═════ Texto extraído

Alíquota seletiva negociada: a combinação do imposto seletivo com pressões corporativas pode gerar diferenciações grandes entre um produto ultraprocessado e outro similar, sem justificativa clara além da força política setorial.

⚠️ O risco de uma reforma desigual e permeada por brechas

Fragmentação ao invés de simplificação
Quanto mais exceções forem garantidas, mais a reforma deixa de ser um modelo unificado e torna-se um mosaico de subsídios setoriais — dificultando a administração, enfraquecendo a transparência e fragilizando a recolha de tributos pelo Estado.

Desigualdade entre contribuintes
Pequenos negócios e cidadãos perderão competitividade frente a setores favorecidos. Isso reforça uma sensação de injustiça fiscal, escancarando que “nem todos pagam da mesma forma” — enfraquecendo a confiança no sistema.

Abertura para novos privilégios
Quando a lei permite brechas, ela vira rota de fuga para pressão futura por novos benefícios. A reforma pode transformar-se num catálogo de privilégios oficiais — ferindo sua própria proposta de modernização.

══════════
═════ Dados brutos

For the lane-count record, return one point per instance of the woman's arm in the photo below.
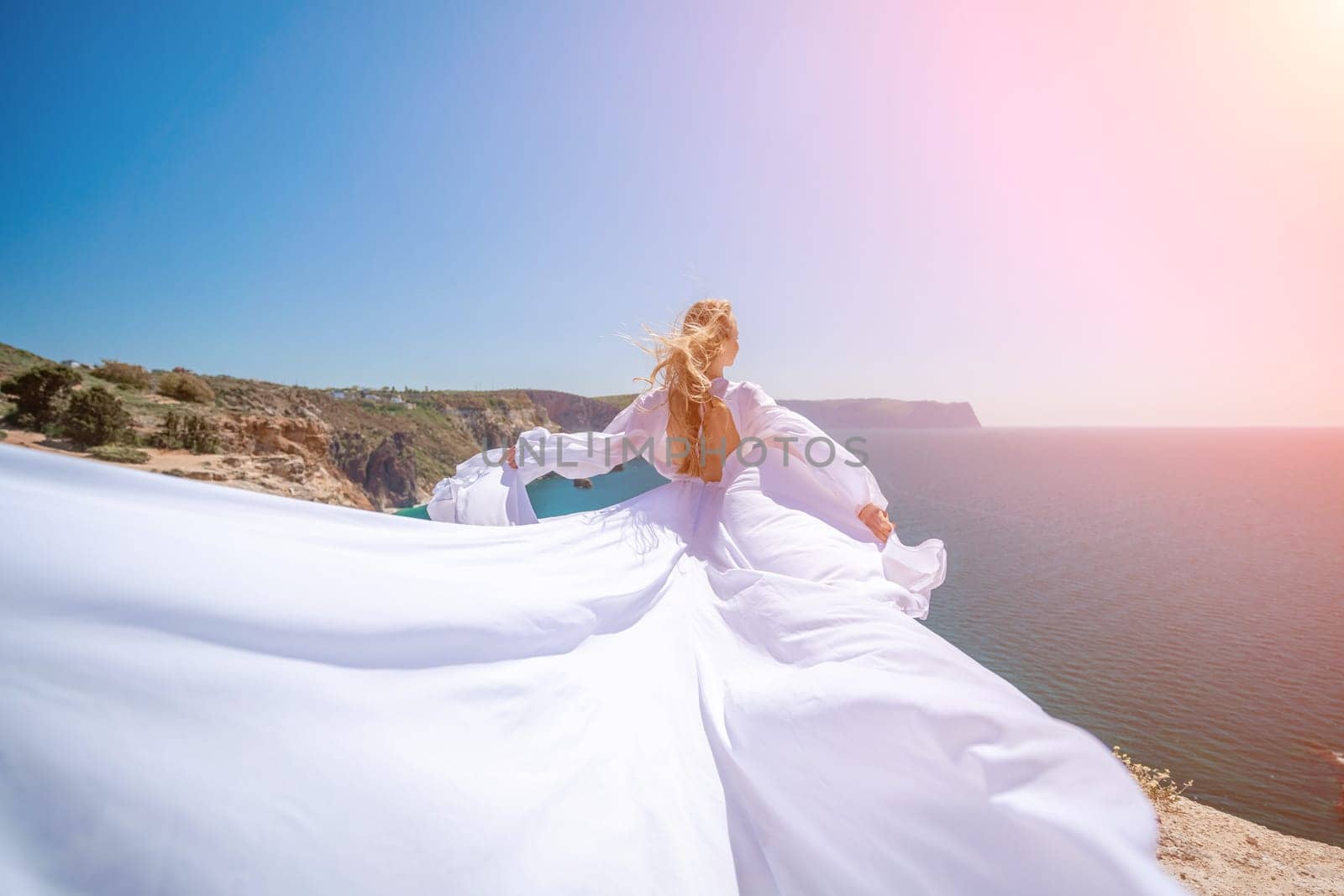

══════════

O que fazer
1. No texto sobre a reforma tributária, reescreva o trecho que começa nas palavras que contêm "Fragmentação ao invés" e termina em "confiança no sistema.", substituindo "contribuintes" por "pagadores de impostos".
2. Conforme o texto sobre a reforma tributária, o que pequenos negócios e cidadãos perderão frente a setores favorecidos?
3. Prossiga a redação do texto sobre a reforma tributária a partir do ponto em que ele termina.
O material não é necessário para realizar as tarefas.

Lista de respostas
1.
Fragmentação ao invés de simplificação
Quanto mais exceções forem garantidas, mais a reforma deixa de ser um modelo unificado e torna-se um mosaico de subsídios setoriais — dificultando a administração, enfraquecendo a transparência e fragilizando a recolha de tributos pelo Estado.

Desigualdade entre pagadores de impostos
Pequenos negócios e cidadãos perderão competitividade frente a setores favorecidos. Isso reforça uma sensação de injustiça fiscal, escancarando que “nem todos pagam da mesma forma” — enfraquecendo a confiança no sistema.

2. Competitividade.

3.
Em suma, a reforma pode ser mais uma troca de favores do que um avanço institucional — se os grandes grupos saírem da fase de proteção para ditarem quais regras se aplicam ao restante da população. O setor privado pode participar da construção de uma tributação justa — mas não pode construir uma à sua medida.

A posição do governo e os dilemas políticos

A atuação do Executivo na Reforma Tributária evidencia a tensão entre manter equilíbrio fiscal e atender pactos políticos com setores influentes. A pressão empresarial escorrega para o Palácio do Planalto e acende dilemas institucionais relevantes.

🏛️ Como o Executivo reage à pressão empresarial

O Ministério da Fazenda, via ministro Fernando Haddad, mantém tom institucional, afirmando que a reforma deve ser neutra do ponto de vista setorial. No entanto, em encontros reservados, técnicos do governo admitem que há resistência em estender benefícios a setores que já possuem regimes especiais. Mesmo assim, a necessidade de aprovação da reforma — e a urgência em manter um ambiente favorável a investimentos — empurram o governo a buscar moderação no texto, enquanto evita confrontos diretos que possam travar a tramitação .

💼 O papel de Fernando Haddad e do Ministério da Fazenda

Fernando Haddad tem sido a figura central nessa equação:

Ele já anunciou que a Fazenda entregará estudos sobre impacto de cada mudança, com foco em evitar aumento de carga tributária disfarçada.

Haddad também articulou reuniões com relação direta a confederações como CNA, Fiesp e CNI, mas exige contrapartidas claras — como compromisso com investimento privado e manutenção de meta de superávit primário .

Nos bastidores, o ministro consulta técnicos do Tesouro e da ONU para embasar decisões, tentando evitar que o Congresso impunha privilégios sem contrapartida orçamentária.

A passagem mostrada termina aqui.